▶ [What to produce]
Word for word, repeat each of the records below.

▶ [Record excerpts]

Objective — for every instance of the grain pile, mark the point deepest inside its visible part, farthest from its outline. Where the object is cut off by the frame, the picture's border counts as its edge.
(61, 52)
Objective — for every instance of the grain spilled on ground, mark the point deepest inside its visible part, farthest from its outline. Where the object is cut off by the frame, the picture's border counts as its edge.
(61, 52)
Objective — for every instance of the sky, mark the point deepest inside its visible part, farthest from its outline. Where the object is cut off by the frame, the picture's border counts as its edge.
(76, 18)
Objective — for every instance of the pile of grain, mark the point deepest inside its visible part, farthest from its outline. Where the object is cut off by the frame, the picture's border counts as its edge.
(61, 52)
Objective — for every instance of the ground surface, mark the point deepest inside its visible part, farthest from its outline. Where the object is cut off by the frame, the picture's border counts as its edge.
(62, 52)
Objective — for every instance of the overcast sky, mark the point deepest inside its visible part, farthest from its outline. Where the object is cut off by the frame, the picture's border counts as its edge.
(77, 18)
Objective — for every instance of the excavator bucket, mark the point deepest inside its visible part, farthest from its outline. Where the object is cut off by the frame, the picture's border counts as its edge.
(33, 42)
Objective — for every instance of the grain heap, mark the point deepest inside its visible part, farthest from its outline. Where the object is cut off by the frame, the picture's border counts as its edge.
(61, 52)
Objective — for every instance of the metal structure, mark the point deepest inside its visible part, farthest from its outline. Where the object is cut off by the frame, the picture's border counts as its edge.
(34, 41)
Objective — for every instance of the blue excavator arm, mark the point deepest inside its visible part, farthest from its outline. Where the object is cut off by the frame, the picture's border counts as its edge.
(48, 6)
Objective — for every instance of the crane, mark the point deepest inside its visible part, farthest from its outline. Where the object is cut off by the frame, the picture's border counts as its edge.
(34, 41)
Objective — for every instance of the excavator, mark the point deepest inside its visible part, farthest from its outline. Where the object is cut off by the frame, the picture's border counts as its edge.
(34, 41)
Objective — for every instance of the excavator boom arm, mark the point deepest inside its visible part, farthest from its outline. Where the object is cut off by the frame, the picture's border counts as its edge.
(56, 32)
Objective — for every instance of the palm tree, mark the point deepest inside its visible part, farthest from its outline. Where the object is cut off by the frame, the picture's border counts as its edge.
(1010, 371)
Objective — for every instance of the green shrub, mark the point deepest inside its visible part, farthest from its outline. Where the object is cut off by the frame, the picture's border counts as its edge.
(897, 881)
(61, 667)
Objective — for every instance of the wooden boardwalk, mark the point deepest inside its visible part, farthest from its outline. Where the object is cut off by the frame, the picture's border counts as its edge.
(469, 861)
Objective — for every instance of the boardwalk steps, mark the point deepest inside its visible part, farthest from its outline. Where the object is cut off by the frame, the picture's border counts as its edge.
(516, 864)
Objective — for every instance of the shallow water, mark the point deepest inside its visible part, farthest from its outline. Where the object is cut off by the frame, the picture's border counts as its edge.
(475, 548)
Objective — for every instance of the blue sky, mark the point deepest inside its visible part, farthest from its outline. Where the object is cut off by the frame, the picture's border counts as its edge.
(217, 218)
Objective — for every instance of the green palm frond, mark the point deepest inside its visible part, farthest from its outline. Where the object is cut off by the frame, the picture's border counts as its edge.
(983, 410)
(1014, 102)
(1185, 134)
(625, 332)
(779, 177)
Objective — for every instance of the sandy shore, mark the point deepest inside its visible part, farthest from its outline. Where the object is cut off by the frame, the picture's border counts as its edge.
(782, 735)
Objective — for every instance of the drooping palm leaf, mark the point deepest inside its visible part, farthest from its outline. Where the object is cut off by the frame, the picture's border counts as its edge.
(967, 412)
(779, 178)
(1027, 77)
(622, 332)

▶ [Result for this task]
Objective — for every instance of the grain pile, mark the point deepest inside its visible part, farthest from its outline. Where the object is cut off by the frame, the picture's border counts as its edge.
(61, 52)
Objective — for every instance of the grain spilled on ground, mark the point deepest inside its visible part, farthest from its outline. Where the object is cut off by the frame, the picture's border counts as its edge.
(61, 52)
Objective — for every instance of the sky, mark the point deepest inside its visible part, farthest from its outline. Where the object is cut off by the frame, the picture's border counts as its edge.
(76, 18)
Objective — for every instance of the pile of grain, mark the point deepest inside its visible part, farthest from its outline. Where the object is cut off by the frame, the picture's border counts as its edge.
(61, 52)
Objective — for every instance of the ground surface, mark the point deepest inside its visible part, farthest from its outline. Where the object is cut off by the frame, the picture's border counts as its edge.
(62, 52)
Objective — for every instance of the overcast sky, mark the point deepest inside its visible part, farthest from its outline. Where the object is cut off by the frame, the picture's border counts as its edge.
(77, 18)
Objective — for every instance of the excavator bucket, mark the point deepest inside its visible part, farthest from its outline. Where the object is cut off by the frame, the picture's border counts as its edge.
(33, 42)
Objective — for every instance of the grain heap, mark the point deepest inside its visible part, farthest from its outline. Where the object is cut off by the frame, the picture's border counts as its edge.
(61, 52)
Objective — for every instance of the metal structure, mark the point deepest inside its visible part, farthest from its outline. Where the object is cut off by the frame, the picture's border counts as its edge.
(34, 41)
Objective — for every instance of the blue excavator arm, mark the point deepest inside its visible part, farthest from its outline. Where the object is cut off by the frame, the picture's border counts as its edge.
(48, 6)
Objective — for every instance of the crane, mark the point deepest inside its visible part, farthest from its outline. Where the object is cut off by the frame, the picture's border counts as its edge.
(34, 41)
Objective — for every instance of the excavator, mark the point deepest inside its visible part, farthest from its outline. Where the object is cut off by the frame, the picture's border counts as its edge.
(34, 41)
Objective — for every instance of the excavator boom arm, mark the point deepest inside its visible part, farthest from its outline. Where the object is cut off by the frame, the picture's border counts as its edge.
(56, 32)
Objective — for every instance of the palm tree, mark the point deepest inside its visible part, farthest from its outline. Where the object is cut off by the frame, the picture's border counts as its edge.
(1010, 371)
Objective — for every instance of the green shrub, mark the point deepest inside its visible part, farthest from its outline. Where the object is cut off by the frame, the picture's border counts as its edge.
(897, 881)
(61, 667)
Objective — for every instance of the wooden boardwalk, mark the point deepest inside its visible part, farthest from its outline. Where the object is cut off by the frame, the picture's border counts as its edge.
(469, 861)
Objective — for every instance of the boardwalk steps, mark the point deepest inside its visible part, farthest from its outline. Where the object is cut off by the frame, the picture's border counts as its edge.
(516, 864)
Objective — for every instance of the shallow water, mark the point deepest inside its visible part, farthest from its outline. Where the object is cut off by the frame, the picture's border counts as its edge.
(475, 548)
Objective — for every instance of the blue sky, mark the point deepest inside its visible part, farthest from its outline. Where the object is cut off by the frame, the picture's border counts as its edge.
(217, 218)
Objective — for every instance of the green palm frond, mark the point deepest inside its visible part, farthest from its outline. Where the object is cut off by the frame, the picture's border counts as its edge.
(983, 410)
(1014, 102)
(1185, 134)
(625, 332)
(779, 177)
Objective — for every instance of the sandy shore, mark the point deepest inside its visible part, farthest from its outline. Where the object is cut off by the frame, the picture's border counts as its edge.
(782, 735)
Objective — for every instance of the drooping palm leaf, mark the point deepest inside its visible part, farthest from its outline. Where the object is cut off by the frame, the picture's border counts as its edge.
(967, 412)
(779, 178)
(1027, 77)
(622, 332)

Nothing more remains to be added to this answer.